We turn left to continue on 169, and I notice an old sign that says “Wildlife Safari.”  It is a dark brown yet metallic looking sign.  The letters have been cut out leaving jagged metal edges behind.  The dirt road it points to doesn’t seem like it would be home to the greatest safari on the planet.  We giggle at the thought of it.

Jenna is taking me to the secret place she calls Triple Stacks, only she won’t tell me that’s where we’re going.

“We’re going to Triple Stacks, aren’t we.”  I’m so positive that it doesn’t even sound like a question.

“No, no, no.  Now it’s one of these roads on the left, but I can’t remember which one.  It’s by the Mankato Cycle Club, whatever that is.”

“You can’t guess what that is?”

“Well I don’t know what the hell a cycle is.”

I’m astonished, but I shouldn’t be.  Over the years I have had to explain to Jenna the definitions of many words.

  1. Swine
  2. Marlin
  3. Splice
  4. Domestic Partnership
  5. Arsenal

Her most amazing moment, though, came when I asked her what countries are north and south of the U.S.

• **WHAT YOU WILL DO**:
1: In the road-trip passage, rewrite the span between "Jenna is taking" and "like a question.", inclusive, with "Triple Stacks" changed to "Double Stacks".
2: Decide whether each statement agrees with the road-trip passage, giving yes or no and quoting the words that settle it: (a) The old sign reads "Wildlife Safari." (b) Jenna tells the narrator that they are heading to Triple Stacks. (c) Jenna knows which road on the left to take.
3: Continue the road-trip passage, starting right after its final sentence.
The entries come from a source unrelated to the road-trip passage.

• **GIVEN DATA**:

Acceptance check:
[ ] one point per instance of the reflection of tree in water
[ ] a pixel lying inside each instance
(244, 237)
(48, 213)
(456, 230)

• **RESPONSES PER TASK**:
1:
Jenna is taking me to the secret place she calls Double Stacks, only she won’t tell me that’s where we’re going.

“We’re going to Double Stacks, aren’t we.”  I’m so positive that it doesn’t even sound like a question.

2:
(a) Yes: "an old sign that says “Wildlife Safari.”"
(b) No: "only she won’t tell me that’s where we’re going."
(c) No: "but I can’t remember which one."

3:
“Well, Canada. And… South America,” she replied.

She took a family trip to Mexico roughly six months before I asked her that.

We pass a side road with a good tree on it.  I call them good trees.  The ones I like.  This tree looks older than the landscape itself.  It is black and hunched over the gravel path it stands along as if it is reaching to dig its branches into the ground on the other side.  I think to myself, that’s the road.

We drive past.

“Ummm… I think that last road was it actually,” Jenna says.

I find a side road, one with the extra black top on the edges so that it’s really wide, and make a u-turn.  Bridget says a loud, “recalculating.”  We make it to the road with the tree, and I lean over the steering wheel, mesmerized by the rickety branches.  That tree deserves a black and white photo of itself up on a wall in some art museum.

We finally make it to the “secret” spot, and I pull the care to the edge of the road.  Jenna turns off Bridget because we have arrived at our destination.  She was so much help.

“I hear a waterfall, and there’s a river or something,” I say.  “I know we’re at Triple Stacks.”

Jenna laughs and smiles.  “Come on!”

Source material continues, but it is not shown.